**Instructions to follow**
Please reproduce the entries character for character, starting with the line that contains "of the window" and ending after the line that contains "4L85 4L85 14L98".

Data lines

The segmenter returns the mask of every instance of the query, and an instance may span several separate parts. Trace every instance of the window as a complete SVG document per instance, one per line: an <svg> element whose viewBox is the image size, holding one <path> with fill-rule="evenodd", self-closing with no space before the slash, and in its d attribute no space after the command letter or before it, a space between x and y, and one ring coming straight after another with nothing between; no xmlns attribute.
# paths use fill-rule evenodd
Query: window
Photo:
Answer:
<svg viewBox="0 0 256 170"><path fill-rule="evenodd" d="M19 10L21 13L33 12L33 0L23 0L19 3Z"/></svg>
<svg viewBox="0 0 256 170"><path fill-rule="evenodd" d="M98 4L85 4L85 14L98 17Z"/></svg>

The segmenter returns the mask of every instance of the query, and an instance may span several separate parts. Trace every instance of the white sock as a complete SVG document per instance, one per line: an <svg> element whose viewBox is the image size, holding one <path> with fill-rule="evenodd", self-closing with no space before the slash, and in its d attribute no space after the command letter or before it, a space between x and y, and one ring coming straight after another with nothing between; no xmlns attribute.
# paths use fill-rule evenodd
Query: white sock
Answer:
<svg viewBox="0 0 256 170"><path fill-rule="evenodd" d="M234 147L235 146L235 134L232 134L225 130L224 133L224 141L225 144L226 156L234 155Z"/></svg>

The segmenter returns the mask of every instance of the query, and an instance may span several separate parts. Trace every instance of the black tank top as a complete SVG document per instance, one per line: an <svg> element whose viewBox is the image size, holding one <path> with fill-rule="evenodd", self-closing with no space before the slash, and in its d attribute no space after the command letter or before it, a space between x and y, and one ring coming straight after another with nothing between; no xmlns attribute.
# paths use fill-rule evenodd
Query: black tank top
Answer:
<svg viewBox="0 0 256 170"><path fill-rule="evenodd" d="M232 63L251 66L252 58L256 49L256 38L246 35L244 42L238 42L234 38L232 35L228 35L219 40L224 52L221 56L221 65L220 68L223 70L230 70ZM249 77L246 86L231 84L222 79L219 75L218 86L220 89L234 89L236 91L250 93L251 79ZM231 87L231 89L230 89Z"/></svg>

==

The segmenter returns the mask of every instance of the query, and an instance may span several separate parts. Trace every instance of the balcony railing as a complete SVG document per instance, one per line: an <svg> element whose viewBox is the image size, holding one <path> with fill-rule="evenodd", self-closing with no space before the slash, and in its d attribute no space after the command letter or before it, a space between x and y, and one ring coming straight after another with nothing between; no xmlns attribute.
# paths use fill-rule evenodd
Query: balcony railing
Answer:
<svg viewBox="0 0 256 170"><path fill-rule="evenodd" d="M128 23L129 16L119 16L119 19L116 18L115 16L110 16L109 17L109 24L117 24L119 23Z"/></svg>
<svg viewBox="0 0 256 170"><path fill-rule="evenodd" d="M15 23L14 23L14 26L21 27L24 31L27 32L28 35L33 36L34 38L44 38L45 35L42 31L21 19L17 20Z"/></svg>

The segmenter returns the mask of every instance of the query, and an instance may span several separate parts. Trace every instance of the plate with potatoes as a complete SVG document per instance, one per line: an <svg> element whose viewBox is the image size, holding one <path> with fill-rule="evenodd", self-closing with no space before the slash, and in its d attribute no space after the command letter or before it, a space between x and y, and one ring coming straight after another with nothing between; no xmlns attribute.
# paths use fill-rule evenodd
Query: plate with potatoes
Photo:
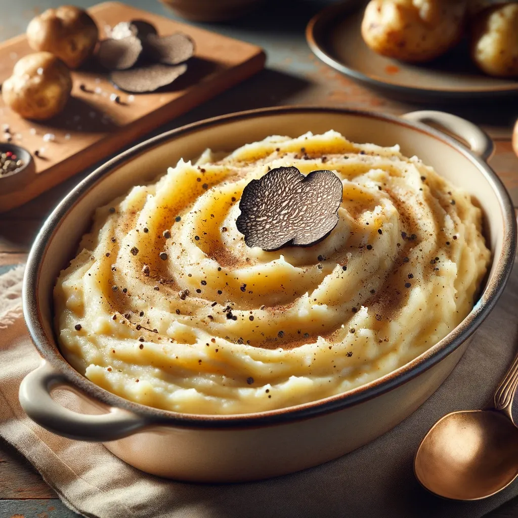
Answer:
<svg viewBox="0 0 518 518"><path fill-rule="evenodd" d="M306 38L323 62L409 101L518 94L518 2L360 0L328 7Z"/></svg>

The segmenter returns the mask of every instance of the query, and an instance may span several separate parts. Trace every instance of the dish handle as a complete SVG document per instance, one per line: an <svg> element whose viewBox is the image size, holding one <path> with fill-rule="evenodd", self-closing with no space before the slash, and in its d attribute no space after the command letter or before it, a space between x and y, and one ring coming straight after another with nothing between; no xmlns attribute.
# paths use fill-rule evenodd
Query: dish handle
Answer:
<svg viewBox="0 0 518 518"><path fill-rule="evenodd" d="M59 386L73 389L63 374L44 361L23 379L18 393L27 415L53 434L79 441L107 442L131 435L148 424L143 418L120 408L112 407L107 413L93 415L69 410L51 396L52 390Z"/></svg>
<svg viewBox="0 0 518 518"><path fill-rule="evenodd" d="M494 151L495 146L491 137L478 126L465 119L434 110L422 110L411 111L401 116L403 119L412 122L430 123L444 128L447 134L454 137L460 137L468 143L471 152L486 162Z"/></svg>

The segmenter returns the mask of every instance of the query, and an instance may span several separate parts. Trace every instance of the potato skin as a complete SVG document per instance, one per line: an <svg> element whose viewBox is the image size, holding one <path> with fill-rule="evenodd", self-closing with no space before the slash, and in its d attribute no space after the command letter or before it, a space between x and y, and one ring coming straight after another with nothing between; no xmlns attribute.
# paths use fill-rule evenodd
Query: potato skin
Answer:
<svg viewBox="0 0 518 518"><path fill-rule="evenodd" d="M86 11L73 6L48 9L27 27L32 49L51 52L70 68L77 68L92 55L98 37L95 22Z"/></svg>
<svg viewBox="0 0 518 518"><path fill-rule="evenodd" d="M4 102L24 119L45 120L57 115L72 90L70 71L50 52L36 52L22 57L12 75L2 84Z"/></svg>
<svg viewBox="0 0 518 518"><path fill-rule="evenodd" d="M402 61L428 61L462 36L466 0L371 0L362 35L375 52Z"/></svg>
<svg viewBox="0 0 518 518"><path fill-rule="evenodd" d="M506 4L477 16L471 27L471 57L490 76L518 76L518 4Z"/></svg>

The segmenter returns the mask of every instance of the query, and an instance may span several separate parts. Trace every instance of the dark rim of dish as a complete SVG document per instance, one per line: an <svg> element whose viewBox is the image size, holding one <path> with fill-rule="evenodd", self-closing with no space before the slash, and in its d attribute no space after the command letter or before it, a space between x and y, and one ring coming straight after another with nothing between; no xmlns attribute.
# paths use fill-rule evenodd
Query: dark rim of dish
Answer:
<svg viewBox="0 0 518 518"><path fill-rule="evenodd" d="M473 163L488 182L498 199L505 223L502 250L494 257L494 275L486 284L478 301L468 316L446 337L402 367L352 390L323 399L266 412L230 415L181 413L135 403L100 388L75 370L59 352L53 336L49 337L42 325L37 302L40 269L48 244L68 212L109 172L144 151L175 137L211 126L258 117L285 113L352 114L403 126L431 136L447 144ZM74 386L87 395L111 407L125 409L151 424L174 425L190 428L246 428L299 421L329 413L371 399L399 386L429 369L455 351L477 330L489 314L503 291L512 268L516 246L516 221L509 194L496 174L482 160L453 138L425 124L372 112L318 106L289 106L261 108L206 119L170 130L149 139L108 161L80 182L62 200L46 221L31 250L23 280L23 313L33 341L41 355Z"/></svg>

---

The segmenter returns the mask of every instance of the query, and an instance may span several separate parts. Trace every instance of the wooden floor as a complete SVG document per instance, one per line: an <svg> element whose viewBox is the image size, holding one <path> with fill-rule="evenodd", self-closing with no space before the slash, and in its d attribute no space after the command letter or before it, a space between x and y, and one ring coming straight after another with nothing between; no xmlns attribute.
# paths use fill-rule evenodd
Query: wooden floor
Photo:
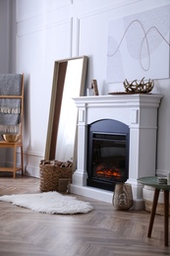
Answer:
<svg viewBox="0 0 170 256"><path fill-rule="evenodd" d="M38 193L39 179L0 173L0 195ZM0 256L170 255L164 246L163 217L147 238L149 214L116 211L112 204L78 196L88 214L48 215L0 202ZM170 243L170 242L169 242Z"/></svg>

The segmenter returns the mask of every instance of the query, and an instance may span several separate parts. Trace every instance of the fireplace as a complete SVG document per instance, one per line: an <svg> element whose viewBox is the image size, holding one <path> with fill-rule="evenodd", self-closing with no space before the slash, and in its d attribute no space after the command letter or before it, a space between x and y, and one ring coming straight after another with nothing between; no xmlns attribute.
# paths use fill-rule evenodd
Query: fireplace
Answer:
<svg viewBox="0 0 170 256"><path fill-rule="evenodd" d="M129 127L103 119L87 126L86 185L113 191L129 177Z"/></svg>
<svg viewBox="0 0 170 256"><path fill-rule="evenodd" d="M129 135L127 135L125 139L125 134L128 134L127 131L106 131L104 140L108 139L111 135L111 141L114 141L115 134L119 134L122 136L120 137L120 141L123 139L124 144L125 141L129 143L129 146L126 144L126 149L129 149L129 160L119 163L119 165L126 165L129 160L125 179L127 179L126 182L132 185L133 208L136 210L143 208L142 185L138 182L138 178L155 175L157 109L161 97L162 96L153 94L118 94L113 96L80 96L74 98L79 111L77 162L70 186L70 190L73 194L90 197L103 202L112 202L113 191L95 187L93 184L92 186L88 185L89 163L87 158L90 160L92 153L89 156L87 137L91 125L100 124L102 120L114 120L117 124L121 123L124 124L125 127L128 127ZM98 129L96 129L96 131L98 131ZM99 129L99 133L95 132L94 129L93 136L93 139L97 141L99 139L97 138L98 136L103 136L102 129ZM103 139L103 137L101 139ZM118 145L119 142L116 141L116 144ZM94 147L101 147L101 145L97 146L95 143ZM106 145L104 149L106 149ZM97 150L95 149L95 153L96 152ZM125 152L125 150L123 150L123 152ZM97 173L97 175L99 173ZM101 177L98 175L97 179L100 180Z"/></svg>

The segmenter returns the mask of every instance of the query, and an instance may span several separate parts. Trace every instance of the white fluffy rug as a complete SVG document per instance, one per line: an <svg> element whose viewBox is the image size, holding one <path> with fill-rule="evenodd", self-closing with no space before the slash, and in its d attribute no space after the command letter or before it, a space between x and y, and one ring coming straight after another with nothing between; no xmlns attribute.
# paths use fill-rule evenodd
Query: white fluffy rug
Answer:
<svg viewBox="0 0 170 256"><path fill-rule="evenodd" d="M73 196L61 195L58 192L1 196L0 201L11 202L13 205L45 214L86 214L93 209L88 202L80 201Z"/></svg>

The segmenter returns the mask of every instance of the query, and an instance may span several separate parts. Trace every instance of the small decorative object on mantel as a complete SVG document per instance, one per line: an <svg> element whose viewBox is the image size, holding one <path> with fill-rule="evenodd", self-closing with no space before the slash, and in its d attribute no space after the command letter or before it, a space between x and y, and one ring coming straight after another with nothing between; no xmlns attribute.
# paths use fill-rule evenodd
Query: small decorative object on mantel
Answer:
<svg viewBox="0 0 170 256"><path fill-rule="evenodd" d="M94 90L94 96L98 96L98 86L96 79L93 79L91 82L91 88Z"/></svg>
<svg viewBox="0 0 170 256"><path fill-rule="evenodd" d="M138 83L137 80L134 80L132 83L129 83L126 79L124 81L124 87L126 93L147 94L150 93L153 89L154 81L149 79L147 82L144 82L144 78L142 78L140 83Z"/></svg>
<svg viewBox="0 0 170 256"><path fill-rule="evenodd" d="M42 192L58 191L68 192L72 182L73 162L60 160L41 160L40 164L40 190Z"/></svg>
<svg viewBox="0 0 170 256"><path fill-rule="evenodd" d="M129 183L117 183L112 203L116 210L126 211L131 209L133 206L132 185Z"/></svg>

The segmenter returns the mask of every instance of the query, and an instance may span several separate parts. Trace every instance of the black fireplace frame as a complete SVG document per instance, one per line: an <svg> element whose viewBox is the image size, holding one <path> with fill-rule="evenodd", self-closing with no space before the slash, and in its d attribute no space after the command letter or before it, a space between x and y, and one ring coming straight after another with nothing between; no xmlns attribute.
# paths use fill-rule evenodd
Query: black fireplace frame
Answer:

**Reply**
The segmenter returns the mask of every instance of the query, and an instance may span several separate parts. Trace every instance of the window as a complete SVG document per instance, one per line: an <svg> element whose viewBox is the image size, holding one <path> with fill-rule="evenodd", self-closing with no space before the slash, and in its d attribute no space after the command letter or before it, a space between x and y, and one ring coming straight after another with nothing between; no xmlns attribute.
# paths use fill-rule evenodd
Query: window
Photo:
Answer:
<svg viewBox="0 0 256 170"><path fill-rule="evenodd" d="M19 10L21 13L33 12L33 0L23 0L19 3Z"/></svg>
<svg viewBox="0 0 256 170"><path fill-rule="evenodd" d="M98 4L85 4L85 14L98 17Z"/></svg>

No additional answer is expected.